Goal of the exercise - In the records below, take the stretch from the line containing "Note to the class: point at the purple" through the line containing "<point>336,161</point>", and format it as a Markdown table with the columns Row and Line. Give each row a number and leave out blank lines.

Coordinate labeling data
****************************************
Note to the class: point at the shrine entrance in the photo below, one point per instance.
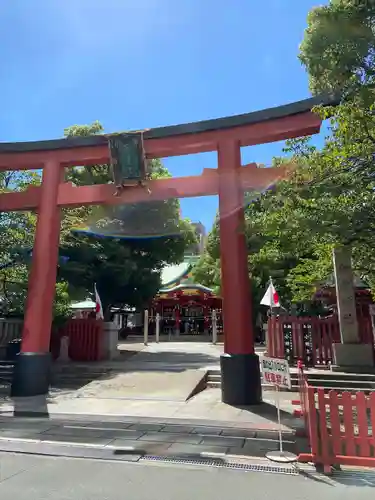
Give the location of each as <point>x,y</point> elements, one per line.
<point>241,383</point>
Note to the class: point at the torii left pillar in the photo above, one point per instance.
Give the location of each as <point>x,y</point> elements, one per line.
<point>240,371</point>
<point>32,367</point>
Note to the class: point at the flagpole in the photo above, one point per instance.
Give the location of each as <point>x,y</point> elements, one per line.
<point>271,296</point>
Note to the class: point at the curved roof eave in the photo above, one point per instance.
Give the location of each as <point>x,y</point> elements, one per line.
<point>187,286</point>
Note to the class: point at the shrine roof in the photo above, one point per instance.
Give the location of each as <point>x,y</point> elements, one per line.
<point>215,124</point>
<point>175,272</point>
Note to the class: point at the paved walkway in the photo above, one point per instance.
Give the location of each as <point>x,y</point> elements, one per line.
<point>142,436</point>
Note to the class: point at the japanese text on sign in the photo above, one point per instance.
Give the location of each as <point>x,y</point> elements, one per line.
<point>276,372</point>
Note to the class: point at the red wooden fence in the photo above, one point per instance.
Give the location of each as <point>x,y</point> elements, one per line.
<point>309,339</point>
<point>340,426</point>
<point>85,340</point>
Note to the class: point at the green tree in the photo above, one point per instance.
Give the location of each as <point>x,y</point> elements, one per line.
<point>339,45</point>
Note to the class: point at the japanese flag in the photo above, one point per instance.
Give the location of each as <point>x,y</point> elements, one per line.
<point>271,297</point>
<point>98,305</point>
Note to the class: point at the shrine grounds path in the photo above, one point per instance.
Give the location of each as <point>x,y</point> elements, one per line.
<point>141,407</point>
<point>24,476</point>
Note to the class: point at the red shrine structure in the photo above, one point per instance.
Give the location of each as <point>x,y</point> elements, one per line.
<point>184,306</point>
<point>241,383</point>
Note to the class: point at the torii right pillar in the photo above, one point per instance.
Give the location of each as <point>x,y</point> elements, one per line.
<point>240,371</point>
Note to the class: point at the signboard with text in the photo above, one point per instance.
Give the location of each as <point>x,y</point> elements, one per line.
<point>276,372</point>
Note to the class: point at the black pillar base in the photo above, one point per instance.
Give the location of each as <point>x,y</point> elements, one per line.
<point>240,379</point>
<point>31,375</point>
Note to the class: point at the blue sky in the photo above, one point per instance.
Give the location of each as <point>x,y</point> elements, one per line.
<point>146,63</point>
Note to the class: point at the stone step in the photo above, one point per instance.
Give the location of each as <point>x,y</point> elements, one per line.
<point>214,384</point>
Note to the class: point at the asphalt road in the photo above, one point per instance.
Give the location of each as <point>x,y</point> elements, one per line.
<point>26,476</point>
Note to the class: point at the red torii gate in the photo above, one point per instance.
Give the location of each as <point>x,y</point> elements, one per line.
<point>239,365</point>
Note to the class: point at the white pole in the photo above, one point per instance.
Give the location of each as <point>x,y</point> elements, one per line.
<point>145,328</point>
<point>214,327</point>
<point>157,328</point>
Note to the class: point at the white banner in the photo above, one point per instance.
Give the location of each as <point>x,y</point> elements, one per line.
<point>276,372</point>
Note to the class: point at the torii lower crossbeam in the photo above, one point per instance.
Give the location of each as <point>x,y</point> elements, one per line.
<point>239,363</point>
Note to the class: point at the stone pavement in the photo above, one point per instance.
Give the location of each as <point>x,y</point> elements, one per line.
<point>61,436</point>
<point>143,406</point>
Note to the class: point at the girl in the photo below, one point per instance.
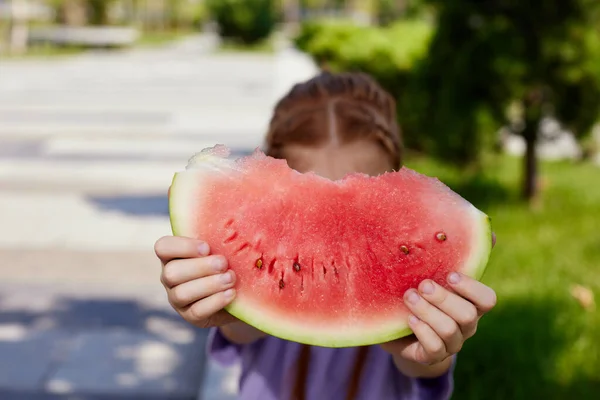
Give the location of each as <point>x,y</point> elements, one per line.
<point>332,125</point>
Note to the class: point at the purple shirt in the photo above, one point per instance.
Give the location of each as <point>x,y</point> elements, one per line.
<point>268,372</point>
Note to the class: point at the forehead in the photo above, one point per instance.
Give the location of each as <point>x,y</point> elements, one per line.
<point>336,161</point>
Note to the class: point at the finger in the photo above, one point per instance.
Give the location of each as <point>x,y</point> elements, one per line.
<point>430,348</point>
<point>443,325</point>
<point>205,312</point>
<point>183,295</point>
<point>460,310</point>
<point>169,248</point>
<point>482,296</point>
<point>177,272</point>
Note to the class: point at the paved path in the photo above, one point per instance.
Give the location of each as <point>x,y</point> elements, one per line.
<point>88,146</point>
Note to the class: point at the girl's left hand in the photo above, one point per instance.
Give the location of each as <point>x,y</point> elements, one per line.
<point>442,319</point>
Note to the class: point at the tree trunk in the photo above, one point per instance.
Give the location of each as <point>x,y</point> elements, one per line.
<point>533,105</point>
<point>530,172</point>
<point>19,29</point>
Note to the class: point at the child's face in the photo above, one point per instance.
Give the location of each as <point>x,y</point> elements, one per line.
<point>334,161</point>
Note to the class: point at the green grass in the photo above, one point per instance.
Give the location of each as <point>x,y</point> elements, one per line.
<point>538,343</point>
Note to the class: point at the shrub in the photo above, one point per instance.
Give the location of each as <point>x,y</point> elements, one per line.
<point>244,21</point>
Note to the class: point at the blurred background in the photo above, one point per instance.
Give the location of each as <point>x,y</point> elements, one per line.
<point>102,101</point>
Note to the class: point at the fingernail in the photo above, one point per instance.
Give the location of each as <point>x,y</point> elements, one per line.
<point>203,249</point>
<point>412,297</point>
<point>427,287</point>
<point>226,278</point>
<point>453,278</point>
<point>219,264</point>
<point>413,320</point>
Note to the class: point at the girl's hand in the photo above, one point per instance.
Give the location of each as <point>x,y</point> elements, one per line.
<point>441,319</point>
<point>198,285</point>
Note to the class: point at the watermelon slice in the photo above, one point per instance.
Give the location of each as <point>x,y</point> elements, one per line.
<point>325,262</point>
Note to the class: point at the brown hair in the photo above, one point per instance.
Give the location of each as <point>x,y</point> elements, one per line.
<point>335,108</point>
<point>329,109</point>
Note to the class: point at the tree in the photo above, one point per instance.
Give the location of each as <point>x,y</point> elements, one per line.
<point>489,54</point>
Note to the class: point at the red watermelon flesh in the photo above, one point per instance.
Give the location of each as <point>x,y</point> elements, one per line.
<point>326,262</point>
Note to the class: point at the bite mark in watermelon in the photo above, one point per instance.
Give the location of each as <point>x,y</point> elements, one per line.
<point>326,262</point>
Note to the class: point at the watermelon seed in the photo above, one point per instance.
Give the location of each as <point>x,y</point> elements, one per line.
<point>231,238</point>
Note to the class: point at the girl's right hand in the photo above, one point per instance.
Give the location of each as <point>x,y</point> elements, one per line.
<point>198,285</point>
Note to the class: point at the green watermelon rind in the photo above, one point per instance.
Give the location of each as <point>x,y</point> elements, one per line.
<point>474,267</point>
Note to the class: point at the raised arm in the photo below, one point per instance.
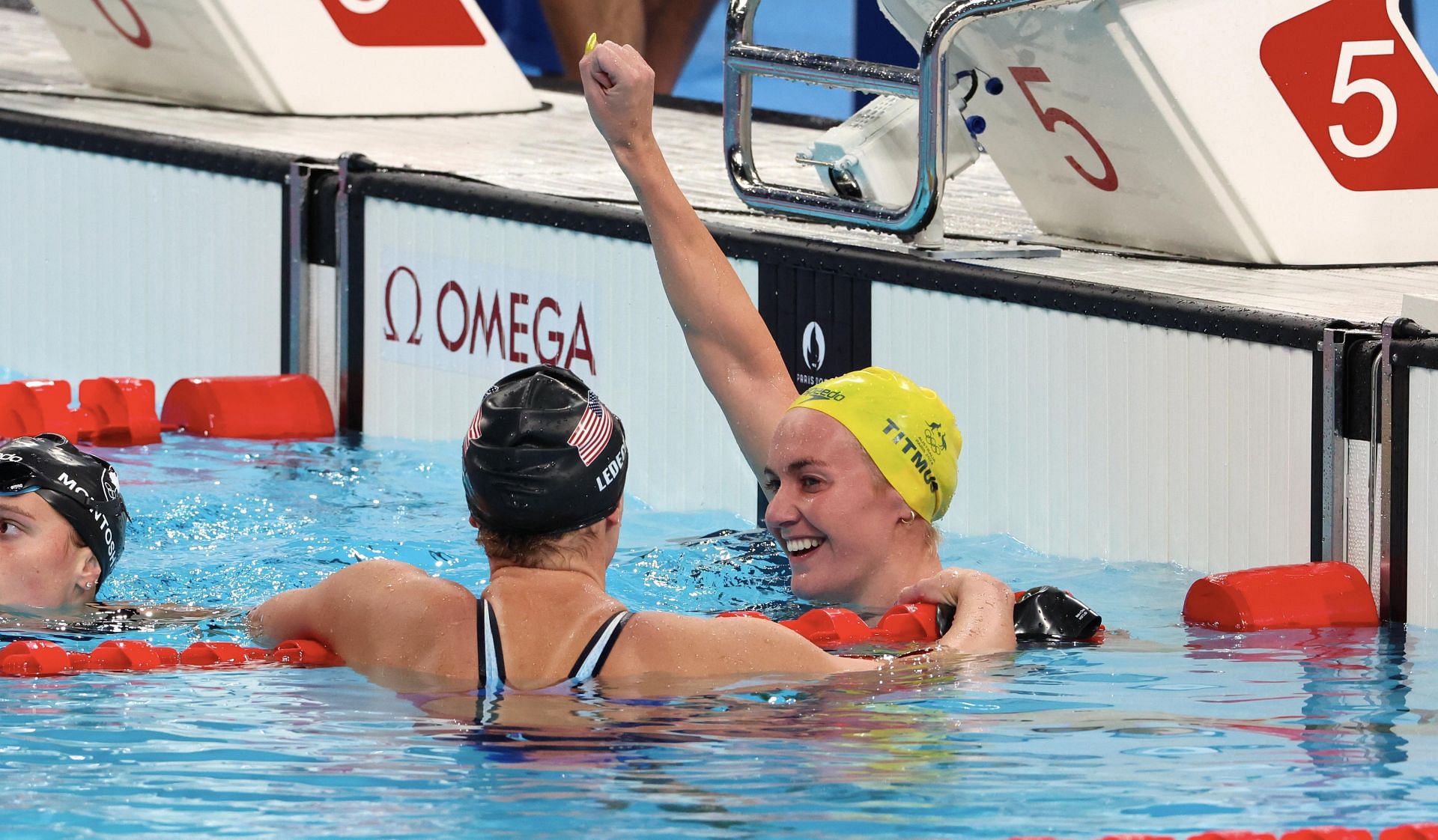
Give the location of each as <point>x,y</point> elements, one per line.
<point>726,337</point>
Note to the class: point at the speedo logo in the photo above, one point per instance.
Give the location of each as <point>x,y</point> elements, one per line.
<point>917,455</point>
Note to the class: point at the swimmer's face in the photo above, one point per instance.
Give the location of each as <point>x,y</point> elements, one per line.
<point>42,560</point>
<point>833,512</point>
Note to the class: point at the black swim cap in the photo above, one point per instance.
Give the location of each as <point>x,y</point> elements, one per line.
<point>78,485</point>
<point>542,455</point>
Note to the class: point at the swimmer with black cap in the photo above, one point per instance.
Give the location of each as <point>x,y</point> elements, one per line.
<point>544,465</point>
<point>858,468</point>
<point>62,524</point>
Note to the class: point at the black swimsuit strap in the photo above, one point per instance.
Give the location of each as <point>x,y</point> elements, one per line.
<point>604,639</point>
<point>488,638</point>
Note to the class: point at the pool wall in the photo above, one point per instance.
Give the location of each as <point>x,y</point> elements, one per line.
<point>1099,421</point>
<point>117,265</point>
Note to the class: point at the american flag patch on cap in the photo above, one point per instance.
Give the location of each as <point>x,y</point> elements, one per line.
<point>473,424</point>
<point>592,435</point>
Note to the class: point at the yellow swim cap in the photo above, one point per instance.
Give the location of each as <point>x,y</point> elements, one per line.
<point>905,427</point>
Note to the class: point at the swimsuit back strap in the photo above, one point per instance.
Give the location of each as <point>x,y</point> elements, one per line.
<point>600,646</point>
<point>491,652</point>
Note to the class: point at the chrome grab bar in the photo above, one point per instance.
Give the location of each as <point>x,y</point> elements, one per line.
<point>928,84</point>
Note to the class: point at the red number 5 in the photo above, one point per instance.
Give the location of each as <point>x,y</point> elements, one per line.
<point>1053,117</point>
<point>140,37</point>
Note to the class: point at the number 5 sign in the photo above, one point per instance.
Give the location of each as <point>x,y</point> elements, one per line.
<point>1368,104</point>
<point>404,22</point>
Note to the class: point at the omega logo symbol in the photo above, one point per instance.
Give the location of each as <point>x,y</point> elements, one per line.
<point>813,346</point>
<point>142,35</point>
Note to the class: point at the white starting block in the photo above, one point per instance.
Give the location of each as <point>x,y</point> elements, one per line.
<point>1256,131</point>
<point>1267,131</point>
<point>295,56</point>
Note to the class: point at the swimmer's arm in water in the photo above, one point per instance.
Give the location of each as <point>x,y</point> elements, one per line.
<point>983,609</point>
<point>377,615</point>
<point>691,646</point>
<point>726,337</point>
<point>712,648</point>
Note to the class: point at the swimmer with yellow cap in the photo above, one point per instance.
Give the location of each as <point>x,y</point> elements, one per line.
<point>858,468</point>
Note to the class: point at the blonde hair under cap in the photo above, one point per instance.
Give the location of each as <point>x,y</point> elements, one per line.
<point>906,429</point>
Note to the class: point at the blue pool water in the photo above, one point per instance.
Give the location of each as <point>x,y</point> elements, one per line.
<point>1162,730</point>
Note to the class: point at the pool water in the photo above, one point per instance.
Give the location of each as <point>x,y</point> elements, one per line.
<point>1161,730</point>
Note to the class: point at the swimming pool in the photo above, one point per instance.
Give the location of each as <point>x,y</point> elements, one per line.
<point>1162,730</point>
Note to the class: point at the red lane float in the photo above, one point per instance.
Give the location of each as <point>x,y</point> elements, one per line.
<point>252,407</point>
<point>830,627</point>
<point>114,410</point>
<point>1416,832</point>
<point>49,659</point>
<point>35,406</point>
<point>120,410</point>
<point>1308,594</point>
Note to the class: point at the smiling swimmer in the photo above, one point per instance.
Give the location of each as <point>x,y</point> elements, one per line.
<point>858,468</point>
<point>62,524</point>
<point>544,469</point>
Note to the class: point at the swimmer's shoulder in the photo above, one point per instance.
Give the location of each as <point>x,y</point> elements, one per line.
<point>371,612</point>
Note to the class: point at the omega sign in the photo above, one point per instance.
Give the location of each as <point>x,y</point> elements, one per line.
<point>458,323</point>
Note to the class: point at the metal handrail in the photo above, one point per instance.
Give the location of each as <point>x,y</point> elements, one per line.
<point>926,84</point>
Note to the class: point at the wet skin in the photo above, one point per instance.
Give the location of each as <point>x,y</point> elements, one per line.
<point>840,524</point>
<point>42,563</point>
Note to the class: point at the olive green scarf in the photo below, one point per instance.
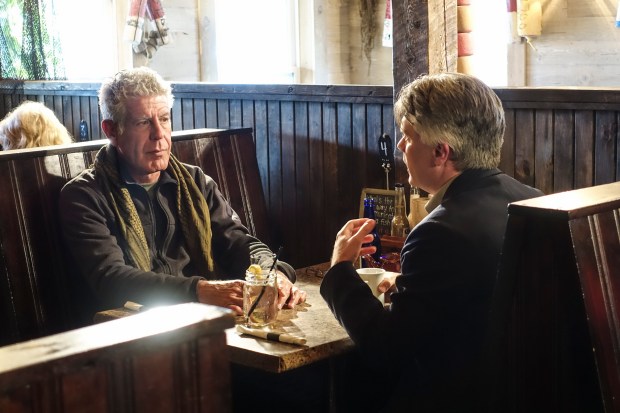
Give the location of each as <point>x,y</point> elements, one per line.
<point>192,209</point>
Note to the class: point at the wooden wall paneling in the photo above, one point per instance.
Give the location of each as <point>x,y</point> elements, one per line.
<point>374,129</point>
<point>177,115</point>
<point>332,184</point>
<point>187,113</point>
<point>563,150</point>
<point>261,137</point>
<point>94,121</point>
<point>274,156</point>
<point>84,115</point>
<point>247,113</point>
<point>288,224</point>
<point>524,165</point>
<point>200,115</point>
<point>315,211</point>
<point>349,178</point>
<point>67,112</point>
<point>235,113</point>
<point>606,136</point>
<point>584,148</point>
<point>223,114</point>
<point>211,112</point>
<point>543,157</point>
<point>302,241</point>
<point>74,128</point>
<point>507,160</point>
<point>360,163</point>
****************************************
Finished answer -
| Row | Line |
|---|---|
| 1 | Note to the class: point at the purple shirt in the photo above, one point per instance. |
| 2 | Give the location of each as <point>x,y</point> elements, one per line. |
| 3 | <point>268,372</point> |
| 4 | Note to the class: point at the forehead in the photo above, one point per instance. |
| 5 | Give the location of each as <point>x,y</point> elements, one per line. |
| 6 | <point>336,161</point> |